* **What you need to do**
**1)** Reproduce the entire Saga pattern page below with no changes.
**2)** Write out the lines of the listing below, from its first line through the line that contains "113L169 110H164L159 117L157", with no changes.

Skip to content

Saga Pattern

The Saga pattern manages distributed transactions across microservices via Kafka using either choreography (event-driven, decentralized) or orchestration (coordinator-driven, centralized), with compensation logic for rollback on failure.

Key Facts

  • Distributed transactions via two-phase commit (2PC) are slow, complex, and fragile in microservice architectures
  • Saga replaces 2PC with a sequence of local transactions, each publishing events to Kafka
  • Two variants: choreography (decentralized) and orchestration (centralized coordinator)
  • Each step has a corresponding compensation action for rollback
  • Debugging distributed transactions requires replaying Kafka log backwards to reconstruct object state
  • Eventual consistency is inherent - strong consistency requires distributed transactions

Patterns

Choreography-Based Saga

Order Service -> "OrderCreated" event -> Kafka
  Payment Service consumes -> processes payment -> "PaymentCompleted" event -> Kafka
    Inventory Service consumes -> reserves stock -> "StockReserved" event -> Kafka
      Shipping Service consumes -> schedules delivery -> "OrderFulfilled" event -> Kafka

On failure (e.g., payment fails):
  Payment Service -> "PaymentFailed" event -> Kafka
    Order Service consumes -> compensates (cancel order)
  • Pro: simple implementation, fully decoupled services
  • Con: hard to debug and monitor overall transaction flow; no central visibility

Orchestration-Based Saga

Saga Coordinator receives "CreateOrder" command
  -> sends "ProcessPayment" to Payment Service
  <- receives "PaymentCompleted"
  -> sends "ReserveStock" to Inventory Service
  <- receives "StockReserved"

* **Exercise data**
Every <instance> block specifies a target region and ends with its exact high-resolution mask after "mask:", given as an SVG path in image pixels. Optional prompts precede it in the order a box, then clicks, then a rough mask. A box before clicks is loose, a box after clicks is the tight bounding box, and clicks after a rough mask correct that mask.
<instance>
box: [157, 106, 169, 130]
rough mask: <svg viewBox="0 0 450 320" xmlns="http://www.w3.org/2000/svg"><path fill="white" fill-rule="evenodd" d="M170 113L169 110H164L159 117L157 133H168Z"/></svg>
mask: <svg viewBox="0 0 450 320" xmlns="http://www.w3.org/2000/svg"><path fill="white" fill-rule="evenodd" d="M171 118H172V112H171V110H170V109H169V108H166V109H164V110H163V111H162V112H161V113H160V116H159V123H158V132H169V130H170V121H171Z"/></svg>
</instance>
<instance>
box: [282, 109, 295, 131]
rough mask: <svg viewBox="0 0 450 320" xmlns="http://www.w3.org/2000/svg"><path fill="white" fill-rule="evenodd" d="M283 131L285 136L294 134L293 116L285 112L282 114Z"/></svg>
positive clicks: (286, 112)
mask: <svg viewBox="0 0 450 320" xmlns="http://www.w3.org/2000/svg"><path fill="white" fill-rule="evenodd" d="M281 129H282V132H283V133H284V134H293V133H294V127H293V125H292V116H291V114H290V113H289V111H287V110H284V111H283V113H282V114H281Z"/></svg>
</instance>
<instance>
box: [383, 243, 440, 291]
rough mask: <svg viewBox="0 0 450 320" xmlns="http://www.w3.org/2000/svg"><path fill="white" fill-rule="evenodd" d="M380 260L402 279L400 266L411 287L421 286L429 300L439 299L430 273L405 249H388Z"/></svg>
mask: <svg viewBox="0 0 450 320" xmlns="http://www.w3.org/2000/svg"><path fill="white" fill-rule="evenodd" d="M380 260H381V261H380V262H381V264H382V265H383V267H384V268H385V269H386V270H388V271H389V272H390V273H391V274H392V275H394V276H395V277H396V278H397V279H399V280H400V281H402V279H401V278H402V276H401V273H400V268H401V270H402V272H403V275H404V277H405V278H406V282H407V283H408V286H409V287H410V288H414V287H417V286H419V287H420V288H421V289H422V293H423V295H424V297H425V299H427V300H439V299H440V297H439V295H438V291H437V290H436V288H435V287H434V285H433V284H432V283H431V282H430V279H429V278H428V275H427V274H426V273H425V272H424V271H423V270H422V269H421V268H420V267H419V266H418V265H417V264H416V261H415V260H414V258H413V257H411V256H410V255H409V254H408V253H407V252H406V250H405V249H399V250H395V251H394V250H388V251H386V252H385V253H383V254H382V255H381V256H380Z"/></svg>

* **Answers in order**
**1)**
Skip to content

Saga Pattern

The Saga pattern manages distributed transactions across microservices via Kafka using either choreography (event-driven, decentralized) or orchestration (coordinator-driven, centralized), with compensation logic for rollback on failure.

Key Facts

  • Distributed transactions via two-phase commit (2PC) are slow, complex, and fragile in microservice architectures
  • Saga replaces 2PC with a sequence of local transactions, each publishing events to Kafka
  • Two variants: choreography (decentralized) and orchestration (centralized coordinator)
  • Each step has a corresponding compensation action for rollback
  • Debugging distributed transactions requires replaying Kafka log backwards to reconstruct object state
  • Eventual consistency is inherent - strong consistency requires distributed transactions

Patterns

Choreography-Based Saga

Order Service -> "OrderCreated" event -> Kafka
  Payment Service consumes -> processes payment -> "PaymentCompleted" event -> Kafka
    Inventory Service consumes -> reserves stock -> "StockReserved" event -> Kafka
      Shipping Service consumes -> schedules delivery -> "OrderFulfilled" event -> Kafka

On failure (e.g., payment fails):
  Payment Service -> "PaymentFailed" event -> Kafka
    Order Service consumes -> compensates (cancel order)
  • Pro: simple implementation, fully decoupled services
  • Con: hard to debug and monitor overall transaction flow; no central visibility

Orchestration-Based Saga

Saga Coordinator receives "CreateOrder" command
  -> sends "ProcessPayment" to Payment Service
  <- receives "PaymentCompleted"
  -> sends "ReserveStock" to Inventory Service
  <- receives "StockReserved"

**2)**
Every <instance> block specifies a target region and ends with its exact high-resolution mask after "mask:", given as an SVG path in image pixels. Optional prompts precede it in the order a box, then clicks, then a rough mask. A box before clicks is loose, a box after clicks is the tight bounding box, and clicks after a rough mask correct that mask.
<instance>
box: [157, 106, 169, 130]
rough mask: <svg viewBox="0 0 450 320" xmlns="http://www.w3.org/2000/svg"><path fill="white" fill-rule="evenodd" d="M170 113L169 110H164L159 117L157 133H168Z"/></svg>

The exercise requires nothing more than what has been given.